Posted at 4:11 p.m., Tuesday, January 30, 2007

Southwest winds plague voyaging canoes

By Jan TenBruggencate
Advertiser Staff Writer

The Hawaiian voyaging canoes continue to struggle against what Hokule'a physician Ben Tamura called "these unforgiving southwest winds."

Hokule'a and Alingano Maisu and escort boat Kama Hele tacked without gaining ground through most of Monday, but appeared to be making some headway on a starboard tack through the first half of Tuesday. The ability to make progress may be associated with the reduced size of the northwest swell that had been plaguing the canoes, and its shifting from northwesterly to northerly, according to messages from the boats.

The canoes delayed their departure in part to avoid bad weather, but recognized that once they were at sea, they would have to deal with what came.

Crew member Ka'iulani Murphy, in an e-mail today, said that message has come home.

"We have experienced a good lesson in deep sea voyaging with the weather we have been in. Before you leave, you plan around meteorological models, but out here, it's a matter of what you truly have to deal with. It is a good reminder and process in being prepared for everything," she wrote.

But there are spirit-lifting features about the open sea, and among them the seabirds. A few days ago, a line of 'a boobies perched at the stern of Hokule'a, and Murphy said crew members saw a koa'e kea or white-tailed tropicbird, and another 'a.

Murphy said the crew members have been practicing a song written for the canoe Alingano Maisu, and that crew member Attwood "Maka" Makanani was teaching members Palani Wright and Kaleo Wong to play guitar.

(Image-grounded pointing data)
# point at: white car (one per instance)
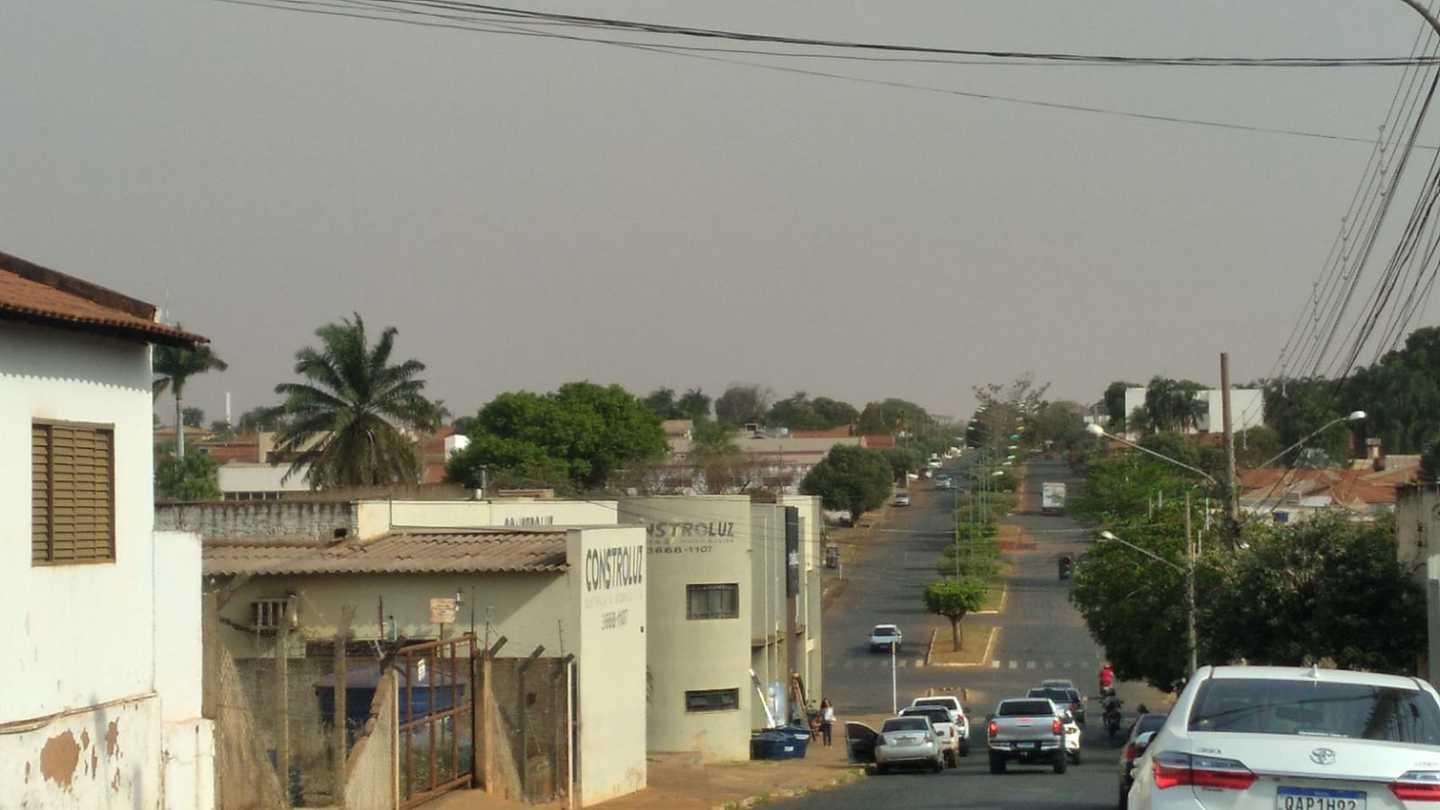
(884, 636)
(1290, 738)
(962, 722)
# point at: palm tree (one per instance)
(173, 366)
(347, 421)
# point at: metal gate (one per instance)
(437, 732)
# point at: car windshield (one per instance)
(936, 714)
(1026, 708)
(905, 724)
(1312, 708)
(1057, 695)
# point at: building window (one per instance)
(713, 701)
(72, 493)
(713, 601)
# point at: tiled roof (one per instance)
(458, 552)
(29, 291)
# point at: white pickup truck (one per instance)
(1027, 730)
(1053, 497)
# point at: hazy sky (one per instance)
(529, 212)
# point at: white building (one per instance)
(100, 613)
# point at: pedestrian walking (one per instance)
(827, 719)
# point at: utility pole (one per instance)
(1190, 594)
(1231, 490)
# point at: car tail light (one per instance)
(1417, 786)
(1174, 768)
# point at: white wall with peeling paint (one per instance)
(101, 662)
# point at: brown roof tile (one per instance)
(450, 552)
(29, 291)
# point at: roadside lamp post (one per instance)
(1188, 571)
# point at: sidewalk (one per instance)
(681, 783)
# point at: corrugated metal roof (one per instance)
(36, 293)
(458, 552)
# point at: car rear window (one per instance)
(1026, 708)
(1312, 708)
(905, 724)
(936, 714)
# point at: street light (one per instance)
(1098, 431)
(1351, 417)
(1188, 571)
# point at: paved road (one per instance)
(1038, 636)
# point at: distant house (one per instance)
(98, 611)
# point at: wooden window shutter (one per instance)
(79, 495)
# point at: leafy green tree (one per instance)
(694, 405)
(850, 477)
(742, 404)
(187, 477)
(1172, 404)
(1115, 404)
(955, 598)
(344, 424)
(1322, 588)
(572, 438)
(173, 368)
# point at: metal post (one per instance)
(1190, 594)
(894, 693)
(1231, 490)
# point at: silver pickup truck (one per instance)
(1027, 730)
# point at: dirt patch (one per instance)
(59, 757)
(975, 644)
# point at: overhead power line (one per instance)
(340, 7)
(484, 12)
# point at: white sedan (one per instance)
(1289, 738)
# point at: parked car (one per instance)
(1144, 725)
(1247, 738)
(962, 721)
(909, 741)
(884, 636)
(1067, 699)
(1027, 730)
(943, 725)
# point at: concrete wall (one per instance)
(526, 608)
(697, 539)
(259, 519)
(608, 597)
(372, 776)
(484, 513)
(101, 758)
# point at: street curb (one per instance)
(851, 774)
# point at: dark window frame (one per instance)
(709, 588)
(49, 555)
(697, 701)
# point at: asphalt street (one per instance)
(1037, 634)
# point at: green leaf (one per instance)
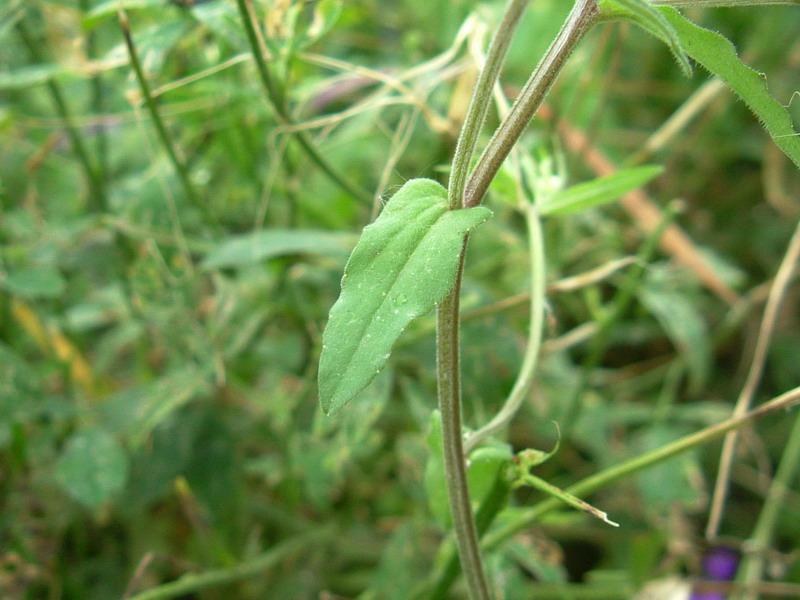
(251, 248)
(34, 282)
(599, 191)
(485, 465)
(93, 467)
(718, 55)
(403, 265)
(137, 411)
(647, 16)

Exercise prompt: List every vessel named in the news article. These lines are separate material and have no connection to the news article.

Answer to this problem: Hokule'a, Alingano Maisu, Kama Hele